• WHAT NEEDS TO BE DONE
Every line of the records must be repeated exactly; pictures stay out.

----- MATERIAL FOR THIS TASK

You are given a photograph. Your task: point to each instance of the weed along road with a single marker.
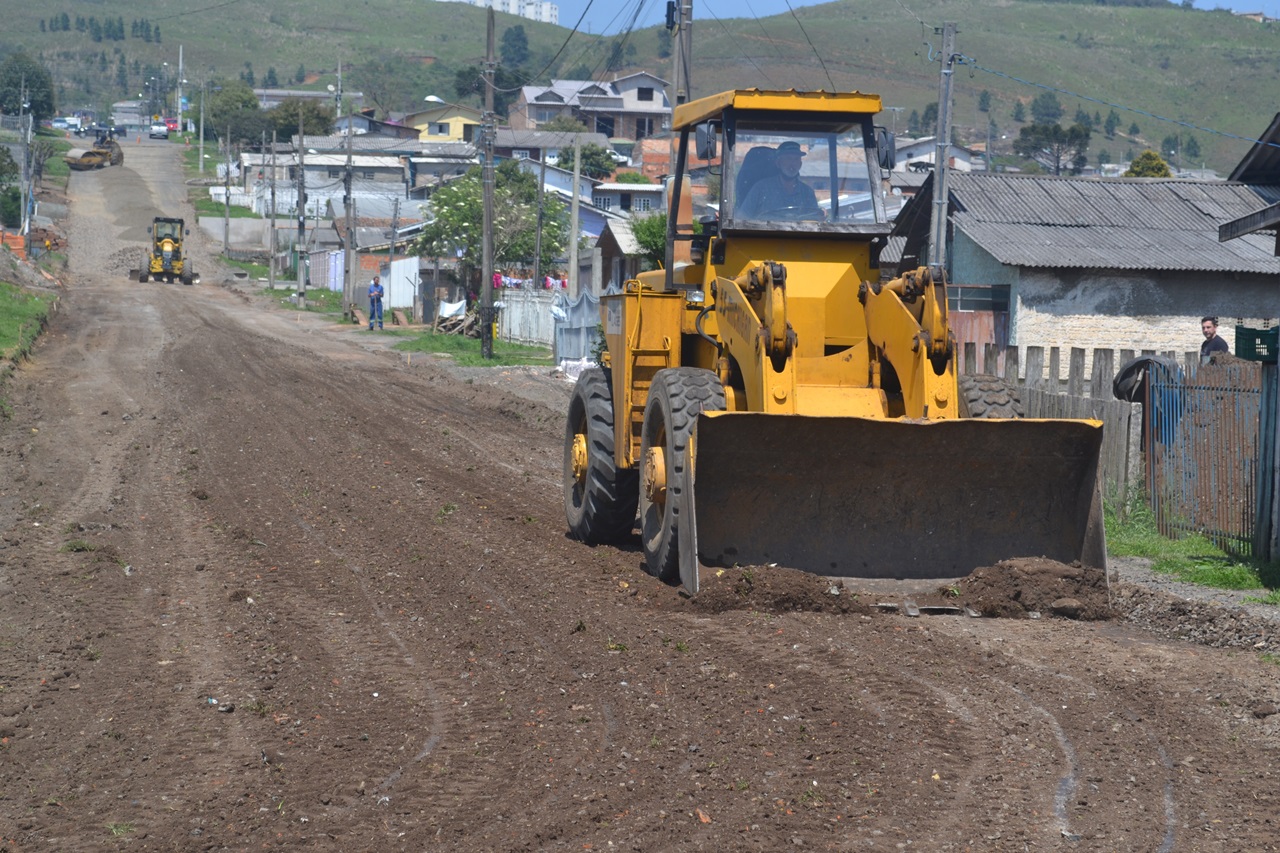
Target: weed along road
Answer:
(265, 585)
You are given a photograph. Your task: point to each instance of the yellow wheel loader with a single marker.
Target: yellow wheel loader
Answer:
(766, 398)
(165, 260)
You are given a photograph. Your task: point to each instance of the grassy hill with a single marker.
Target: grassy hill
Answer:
(1207, 69)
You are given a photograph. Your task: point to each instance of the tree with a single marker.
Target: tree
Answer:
(597, 162)
(1148, 164)
(316, 117)
(630, 177)
(1054, 146)
(456, 213)
(1046, 109)
(515, 46)
(1111, 124)
(19, 69)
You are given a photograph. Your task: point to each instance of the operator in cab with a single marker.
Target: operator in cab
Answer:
(784, 195)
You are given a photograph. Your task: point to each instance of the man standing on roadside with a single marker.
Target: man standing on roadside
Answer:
(1212, 343)
(375, 302)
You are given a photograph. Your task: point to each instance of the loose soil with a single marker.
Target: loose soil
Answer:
(266, 584)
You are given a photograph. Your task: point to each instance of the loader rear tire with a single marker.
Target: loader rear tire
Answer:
(600, 505)
(986, 396)
(676, 397)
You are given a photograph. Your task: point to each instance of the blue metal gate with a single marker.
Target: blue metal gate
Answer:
(1202, 451)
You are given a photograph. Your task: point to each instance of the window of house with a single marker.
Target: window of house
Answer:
(978, 297)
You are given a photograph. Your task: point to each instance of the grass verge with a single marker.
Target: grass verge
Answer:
(1192, 559)
(22, 314)
(466, 351)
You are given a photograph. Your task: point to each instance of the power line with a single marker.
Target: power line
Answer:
(745, 55)
(812, 45)
(970, 62)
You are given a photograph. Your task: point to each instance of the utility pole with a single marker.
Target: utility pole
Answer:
(204, 96)
(270, 263)
(538, 235)
(574, 222)
(680, 22)
(487, 240)
(227, 194)
(302, 211)
(348, 286)
(938, 229)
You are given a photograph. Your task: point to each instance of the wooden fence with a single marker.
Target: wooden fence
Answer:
(1083, 392)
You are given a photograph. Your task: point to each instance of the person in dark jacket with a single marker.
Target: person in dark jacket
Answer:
(1212, 343)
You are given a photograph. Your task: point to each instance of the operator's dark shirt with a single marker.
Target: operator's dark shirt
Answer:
(1214, 345)
(769, 196)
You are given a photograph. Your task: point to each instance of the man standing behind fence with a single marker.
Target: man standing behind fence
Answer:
(375, 302)
(1212, 343)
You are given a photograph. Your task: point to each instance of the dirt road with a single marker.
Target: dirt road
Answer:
(264, 585)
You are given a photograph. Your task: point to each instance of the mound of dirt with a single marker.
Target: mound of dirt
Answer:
(1016, 588)
(773, 591)
(1010, 589)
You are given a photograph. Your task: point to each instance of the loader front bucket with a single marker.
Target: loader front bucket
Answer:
(858, 497)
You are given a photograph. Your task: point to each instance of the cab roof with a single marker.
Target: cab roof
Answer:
(784, 100)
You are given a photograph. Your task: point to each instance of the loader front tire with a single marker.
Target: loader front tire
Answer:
(986, 396)
(676, 397)
(599, 497)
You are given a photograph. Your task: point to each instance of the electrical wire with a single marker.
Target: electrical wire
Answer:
(745, 55)
(812, 45)
(972, 63)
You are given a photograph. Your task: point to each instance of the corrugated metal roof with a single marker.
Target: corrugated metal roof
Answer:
(1109, 223)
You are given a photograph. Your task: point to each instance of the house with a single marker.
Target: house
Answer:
(366, 123)
(510, 144)
(1124, 263)
(438, 163)
(630, 197)
(446, 123)
(630, 108)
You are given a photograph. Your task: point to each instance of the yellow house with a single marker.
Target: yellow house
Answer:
(444, 122)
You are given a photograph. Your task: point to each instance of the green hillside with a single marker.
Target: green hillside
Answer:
(1207, 69)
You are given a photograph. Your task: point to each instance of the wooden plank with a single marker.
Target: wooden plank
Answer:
(1011, 365)
(1104, 373)
(991, 359)
(1034, 366)
(1075, 373)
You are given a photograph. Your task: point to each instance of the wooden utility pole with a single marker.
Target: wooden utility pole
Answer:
(574, 218)
(938, 226)
(270, 263)
(227, 194)
(487, 241)
(302, 211)
(348, 286)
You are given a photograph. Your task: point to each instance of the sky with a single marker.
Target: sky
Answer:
(612, 16)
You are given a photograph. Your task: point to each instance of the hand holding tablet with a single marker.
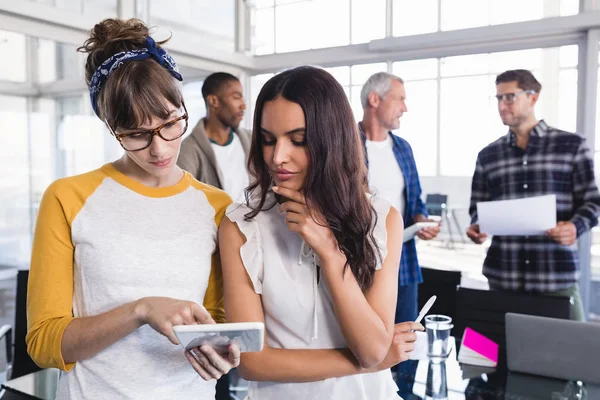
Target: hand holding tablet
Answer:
(249, 336)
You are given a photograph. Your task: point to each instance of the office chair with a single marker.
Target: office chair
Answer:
(484, 311)
(18, 360)
(442, 284)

----------

• THE OUTPUT
You are given a photograph. Your task: point to each instance of the weed along road with a single marker.
Target: weed along road
Answer:
(265, 585)
You are given a photograph. Your task: point to each instance of the yellow wheel loader with a single marker.
Target: yellow wheel loader
Answer:
(766, 398)
(165, 260)
You are given a photograph. Your task: point to each instance of the grassy hill with a single marker.
Target: grassy hill
Answer:
(1207, 69)
You are given a photograph. Your task: point to each instance of the tree with a single marker.
Target: tree
Answer:
(597, 162)
(1148, 164)
(316, 117)
(630, 177)
(1054, 146)
(456, 213)
(1046, 109)
(515, 46)
(1111, 124)
(19, 69)
You are given a photograph. Your task: point to each instance of the operator in cab with a single marker.
Target: operator in cab
Answer:
(784, 195)
You are given a photograph. Your task: point to each instance of the man standing on roadside with a single marker.
Target: man standing on roadside
Answer:
(1212, 343)
(375, 302)
You are given a photograph. Your task: point to each instance of the loose soil with a single marker.
Target: loose soil
Answer:
(266, 584)
You are given a photograph. Your task: point to each instance of the loader rear tire with a single marker.
Target: loader rear tire
Answer:
(600, 505)
(986, 396)
(676, 397)
You are given a photograph. Your task: point to each instance of the blue metal gate with a single marker.
Target: blue metal gate
Answer:
(1202, 451)
You are given a photograph. Your task: point to each instance of the window of house with a single marker.
Target: window of house
Answer:
(978, 297)
You are given a photograph. Your task: point to each instance of the grass verge with a single marker.
Target: grass verge
Answer:
(1192, 559)
(22, 314)
(466, 351)
You are given a photograph. Your task: point to each instance of the power line with a single marker.
Target: power line
Answer:
(745, 55)
(812, 45)
(970, 62)
You are given a photograph. Your task: point to each instance of the utility pole with a single marker.
Target: utility pole
Answer:
(204, 96)
(270, 263)
(538, 235)
(574, 222)
(680, 22)
(487, 240)
(227, 194)
(302, 211)
(348, 286)
(938, 229)
You are given a photograph. Your task: point to each instance of the wooden fence with a single marker.
Target: wooden fence
Answer:
(1083, 392)
You are given a photograph. Your task: point to each instance of the person in dark jacket with a single marker.
Target: person in dark jacket
Answer:
(1212, 343)
You are given a photograph. Your task: point to each instance of the operator's dark shirt with a single marker.
Target: operator's dark shirt
Answer:
(1214, 345)
(769, 196)
You are given a photograph. Your task: point to each instance of the man standing behind fence with a single marker.
Target: man standing behind fence
Answer:
(375, 302)
(1212, 343)
You are given a photograph. Your task: point to each instance of the dirt road with a single marker.
Target: dirt road
Answer:
(264, 585)
You are given a photograph. Your task: point to each instance of the mound of dirt with a single marker.
Target: mound of dirt
Answer:
(1016, 588)
(773, 591)
(1010, 589)
You are given a photograph. Your task: point to each instance of the loader front bucket with a single marker.
Target: loader front bucket
Answer:
(858, 497)
You are given a photograph. Your task: point to each instance of the cab roof with a single marker.
Target: cab roof
Answer:
(784, 100)
You are given a photograph. Your task: point to each instance of the loader front tire with a single marker.
Target: loader front tire
Answer:
(986, 396)
(676, 397)
(599, 497)
You are given a photograph. Your task: point to each instance of the electrical wire with a single marker.
Target: electrical wire
Answer:
(745, 55)
(812, 45)
(972, 63)
You are given a photograph. Your task: point to each instance of the corrugated metal roof with a single marker.
Target: corrugated metal roof
Answer:
(1109, 223)
You are given a photograph. Your task: point to each instance of the house with a single marker.
Target: house
Answer:
(366, 123)
(510, 144)
(1124, 263)
(438, 163)
(630, 197)
(446, 123)
(630, 108)
You are given a photograph. Your task: point to each instance of the yellow house with a single marker.
Target: yellow house
Answer:
(444, 122)
You are given a photograph. Your task: point to each instance of the green hillside with a single marker.
Target: green hillside
Answer:
(1207, 69)
You are given a photograph. Your task: point to each instance of the wooden plank with a single marker.
Target: wooden plank
Answer:
(1011, 365)
(1104, 373)
(991, 359)
(1034, 366)
(1075, 373)
You are given a photograph. Your task: point to each instance of the wooden utility pole with a single marker.
Target: wooden utility pole
Answer:
(574, 218)
(938, 226)
(270, 263)
(227, 194)
(487, 241)
(302, 211)
(348, 286)
You are given a photograph. Your task: point to each instance of the sky with a single marker.
Target: sky
Answer:
(612, 16)
You are given a photograph. Your task: point to each instance of the hand holding tablet with a single marker.
Target: hand holding tablet
Answer:
(249, 336)
You are given a photograph. Your task: point to each instance of the office chair with a single marker.
Target: office chair
Answer:
(484, 311)
(18, 360)
(442, 284)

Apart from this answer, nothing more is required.